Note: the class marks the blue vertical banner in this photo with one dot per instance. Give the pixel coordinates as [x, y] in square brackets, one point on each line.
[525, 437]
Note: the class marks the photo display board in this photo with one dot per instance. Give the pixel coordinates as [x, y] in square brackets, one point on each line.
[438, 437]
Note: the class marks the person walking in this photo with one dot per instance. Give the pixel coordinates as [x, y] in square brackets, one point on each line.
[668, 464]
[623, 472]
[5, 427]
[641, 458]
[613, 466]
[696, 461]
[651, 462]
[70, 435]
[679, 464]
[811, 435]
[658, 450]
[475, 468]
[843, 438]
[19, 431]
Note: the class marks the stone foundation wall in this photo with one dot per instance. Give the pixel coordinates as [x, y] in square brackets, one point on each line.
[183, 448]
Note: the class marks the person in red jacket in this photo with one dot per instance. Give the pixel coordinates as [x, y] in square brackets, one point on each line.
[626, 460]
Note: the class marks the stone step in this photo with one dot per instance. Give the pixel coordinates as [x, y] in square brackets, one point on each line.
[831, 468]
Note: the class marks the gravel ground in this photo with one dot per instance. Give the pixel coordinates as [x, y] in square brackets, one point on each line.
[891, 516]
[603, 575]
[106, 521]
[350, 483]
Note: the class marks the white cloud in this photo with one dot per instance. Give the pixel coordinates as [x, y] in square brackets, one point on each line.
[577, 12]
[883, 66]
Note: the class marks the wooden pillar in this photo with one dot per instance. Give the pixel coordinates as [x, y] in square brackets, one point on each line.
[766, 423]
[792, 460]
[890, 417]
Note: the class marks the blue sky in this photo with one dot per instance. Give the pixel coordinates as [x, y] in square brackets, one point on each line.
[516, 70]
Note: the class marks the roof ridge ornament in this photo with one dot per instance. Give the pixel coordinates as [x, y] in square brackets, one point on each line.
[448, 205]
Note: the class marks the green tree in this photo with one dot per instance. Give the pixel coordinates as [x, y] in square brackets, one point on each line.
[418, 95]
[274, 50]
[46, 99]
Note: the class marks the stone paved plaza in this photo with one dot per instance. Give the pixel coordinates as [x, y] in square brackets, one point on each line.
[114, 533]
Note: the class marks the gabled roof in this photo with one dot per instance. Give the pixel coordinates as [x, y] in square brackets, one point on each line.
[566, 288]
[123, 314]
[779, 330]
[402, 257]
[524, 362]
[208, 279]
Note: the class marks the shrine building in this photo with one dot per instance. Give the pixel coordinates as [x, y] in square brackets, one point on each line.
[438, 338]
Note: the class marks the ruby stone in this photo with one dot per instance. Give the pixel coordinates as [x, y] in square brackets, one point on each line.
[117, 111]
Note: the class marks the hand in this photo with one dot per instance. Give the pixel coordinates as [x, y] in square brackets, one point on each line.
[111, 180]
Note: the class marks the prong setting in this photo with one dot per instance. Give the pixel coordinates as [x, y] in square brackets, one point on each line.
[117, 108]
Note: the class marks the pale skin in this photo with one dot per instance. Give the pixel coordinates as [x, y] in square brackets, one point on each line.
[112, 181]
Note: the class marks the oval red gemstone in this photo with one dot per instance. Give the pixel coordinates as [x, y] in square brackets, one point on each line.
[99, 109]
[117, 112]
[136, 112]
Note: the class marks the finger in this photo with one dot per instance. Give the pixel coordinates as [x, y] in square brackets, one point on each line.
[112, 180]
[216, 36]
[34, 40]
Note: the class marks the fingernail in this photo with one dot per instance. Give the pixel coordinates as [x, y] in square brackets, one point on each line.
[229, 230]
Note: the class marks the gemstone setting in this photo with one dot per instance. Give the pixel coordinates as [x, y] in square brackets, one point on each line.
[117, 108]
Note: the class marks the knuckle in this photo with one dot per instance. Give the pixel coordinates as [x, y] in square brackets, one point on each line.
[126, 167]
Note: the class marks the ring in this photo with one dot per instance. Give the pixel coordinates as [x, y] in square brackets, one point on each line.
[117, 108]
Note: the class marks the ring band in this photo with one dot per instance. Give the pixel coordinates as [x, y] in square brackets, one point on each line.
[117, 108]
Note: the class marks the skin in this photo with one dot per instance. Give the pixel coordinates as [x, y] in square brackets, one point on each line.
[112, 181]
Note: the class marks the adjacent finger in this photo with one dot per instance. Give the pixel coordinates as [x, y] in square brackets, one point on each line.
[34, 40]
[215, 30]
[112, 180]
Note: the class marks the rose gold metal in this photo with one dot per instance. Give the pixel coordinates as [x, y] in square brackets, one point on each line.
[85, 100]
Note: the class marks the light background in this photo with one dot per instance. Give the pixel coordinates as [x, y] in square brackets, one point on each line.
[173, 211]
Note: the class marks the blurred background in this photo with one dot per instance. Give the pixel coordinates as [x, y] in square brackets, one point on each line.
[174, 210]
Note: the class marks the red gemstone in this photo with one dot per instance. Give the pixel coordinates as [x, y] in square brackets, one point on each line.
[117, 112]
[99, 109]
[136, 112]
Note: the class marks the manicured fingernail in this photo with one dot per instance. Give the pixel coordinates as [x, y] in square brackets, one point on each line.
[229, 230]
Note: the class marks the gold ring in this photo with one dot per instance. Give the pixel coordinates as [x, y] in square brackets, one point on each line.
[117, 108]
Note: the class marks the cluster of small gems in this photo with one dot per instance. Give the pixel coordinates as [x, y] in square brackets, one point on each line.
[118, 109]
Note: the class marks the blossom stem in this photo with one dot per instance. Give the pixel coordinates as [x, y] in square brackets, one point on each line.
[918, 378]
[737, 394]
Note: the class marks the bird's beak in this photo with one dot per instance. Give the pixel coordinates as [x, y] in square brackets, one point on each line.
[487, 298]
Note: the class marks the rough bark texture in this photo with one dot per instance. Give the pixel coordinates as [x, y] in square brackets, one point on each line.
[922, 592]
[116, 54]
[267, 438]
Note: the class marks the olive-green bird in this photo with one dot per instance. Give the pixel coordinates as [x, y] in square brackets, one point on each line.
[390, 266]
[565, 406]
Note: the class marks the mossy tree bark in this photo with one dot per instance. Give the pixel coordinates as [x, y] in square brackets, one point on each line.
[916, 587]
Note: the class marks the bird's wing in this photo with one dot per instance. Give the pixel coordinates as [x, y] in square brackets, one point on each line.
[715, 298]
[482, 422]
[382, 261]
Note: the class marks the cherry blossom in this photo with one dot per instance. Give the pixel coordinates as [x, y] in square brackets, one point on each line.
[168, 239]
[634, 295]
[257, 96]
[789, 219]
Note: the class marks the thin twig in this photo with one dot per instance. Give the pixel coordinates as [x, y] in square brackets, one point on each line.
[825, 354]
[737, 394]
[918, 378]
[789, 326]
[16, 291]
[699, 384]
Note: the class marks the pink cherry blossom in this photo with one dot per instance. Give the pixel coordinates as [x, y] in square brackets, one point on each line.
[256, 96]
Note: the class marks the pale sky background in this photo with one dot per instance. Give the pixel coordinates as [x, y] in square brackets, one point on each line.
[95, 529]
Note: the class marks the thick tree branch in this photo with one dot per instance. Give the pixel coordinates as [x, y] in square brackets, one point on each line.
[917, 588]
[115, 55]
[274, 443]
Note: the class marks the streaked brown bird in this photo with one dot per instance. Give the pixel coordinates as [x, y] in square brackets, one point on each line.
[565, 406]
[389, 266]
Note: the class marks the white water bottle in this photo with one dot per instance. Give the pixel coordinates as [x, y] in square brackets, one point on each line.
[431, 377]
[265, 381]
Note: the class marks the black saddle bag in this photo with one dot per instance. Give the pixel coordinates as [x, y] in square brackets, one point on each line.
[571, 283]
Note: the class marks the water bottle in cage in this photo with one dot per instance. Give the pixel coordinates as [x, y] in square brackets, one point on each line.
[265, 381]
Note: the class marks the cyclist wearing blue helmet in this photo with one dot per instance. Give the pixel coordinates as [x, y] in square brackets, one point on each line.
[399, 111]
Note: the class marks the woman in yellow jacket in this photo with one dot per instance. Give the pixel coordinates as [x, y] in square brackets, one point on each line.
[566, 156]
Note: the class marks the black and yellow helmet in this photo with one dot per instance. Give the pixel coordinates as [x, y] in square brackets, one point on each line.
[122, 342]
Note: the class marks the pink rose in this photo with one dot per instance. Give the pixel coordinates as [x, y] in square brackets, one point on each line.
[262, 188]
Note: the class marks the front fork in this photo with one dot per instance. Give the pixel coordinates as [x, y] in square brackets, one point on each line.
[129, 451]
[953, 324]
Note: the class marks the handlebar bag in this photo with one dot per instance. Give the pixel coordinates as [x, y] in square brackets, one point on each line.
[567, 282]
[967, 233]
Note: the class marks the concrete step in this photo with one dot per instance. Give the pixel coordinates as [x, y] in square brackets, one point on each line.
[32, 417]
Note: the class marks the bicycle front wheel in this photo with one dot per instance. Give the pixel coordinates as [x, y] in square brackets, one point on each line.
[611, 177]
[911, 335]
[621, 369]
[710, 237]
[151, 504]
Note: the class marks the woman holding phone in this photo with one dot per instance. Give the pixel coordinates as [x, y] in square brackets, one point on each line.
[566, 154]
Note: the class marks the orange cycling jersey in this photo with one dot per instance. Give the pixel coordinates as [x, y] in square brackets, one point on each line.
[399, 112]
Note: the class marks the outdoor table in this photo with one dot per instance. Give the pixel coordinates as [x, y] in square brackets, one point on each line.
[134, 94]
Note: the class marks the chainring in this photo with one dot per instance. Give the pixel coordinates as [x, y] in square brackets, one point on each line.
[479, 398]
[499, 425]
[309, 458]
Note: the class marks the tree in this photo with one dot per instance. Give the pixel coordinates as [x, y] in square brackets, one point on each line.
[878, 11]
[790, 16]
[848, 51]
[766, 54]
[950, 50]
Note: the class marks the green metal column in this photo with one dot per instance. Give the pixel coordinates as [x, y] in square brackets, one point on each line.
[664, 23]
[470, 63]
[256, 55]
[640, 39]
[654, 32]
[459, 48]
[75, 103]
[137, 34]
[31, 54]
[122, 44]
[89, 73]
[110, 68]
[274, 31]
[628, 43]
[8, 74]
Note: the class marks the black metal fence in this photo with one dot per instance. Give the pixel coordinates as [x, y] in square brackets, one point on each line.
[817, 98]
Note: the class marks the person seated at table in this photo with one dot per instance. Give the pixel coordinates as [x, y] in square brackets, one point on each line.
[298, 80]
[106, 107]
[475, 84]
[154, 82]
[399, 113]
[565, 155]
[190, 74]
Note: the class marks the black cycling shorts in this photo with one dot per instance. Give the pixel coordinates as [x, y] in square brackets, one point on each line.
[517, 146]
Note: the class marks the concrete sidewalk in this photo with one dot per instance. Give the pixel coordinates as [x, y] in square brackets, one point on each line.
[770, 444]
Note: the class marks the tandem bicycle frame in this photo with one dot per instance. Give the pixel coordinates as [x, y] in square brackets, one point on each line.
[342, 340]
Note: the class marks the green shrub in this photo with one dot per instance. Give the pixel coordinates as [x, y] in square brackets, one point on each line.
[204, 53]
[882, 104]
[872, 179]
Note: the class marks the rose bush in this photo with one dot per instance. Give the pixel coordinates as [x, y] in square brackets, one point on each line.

********************

Beginning with the line that contains "Note: the class marks the person seated", repeat every line through the end of the records and nothing more.

Note: the class marks the person seated at table in this photo with one dot per instance. Give the pixel coordinates as [x, y] in square brackets, one point on each line.
[298, 80]
[106, 107]
[475, 84]
[154, 82]
[399, 113]
[565, 155]
[190, 74]
Note: the class marks the black cycling shorts in this photo with one dot per instance. Give the pixel coordinates as [x, y] in square brackets, one point on each line.
[517, 146]
Note: the class marks the concrete sidewalk in this photo with one dot per instance. Give the pixel coordinates as [x, y] in square brackets, one point on each line.
[770, 444]
Note: the class marks the tandem bicycle frame in this photo with one dot per instance. Give the pixel coordinates as [x, y] in square brackets, one point on each line.
[342, 340]
Note: the class marks the green shrub in this photo with one dot per instance. Give the pixel coordinates as [x, y] in square brackets, one point on each line.
[204, 53]
[882, 104]
[872, 179]
Note: the class marks the rose bush in this photo with one dot per instance. Give the pixel coordinates as [x, y] in square brackets, one point on each line.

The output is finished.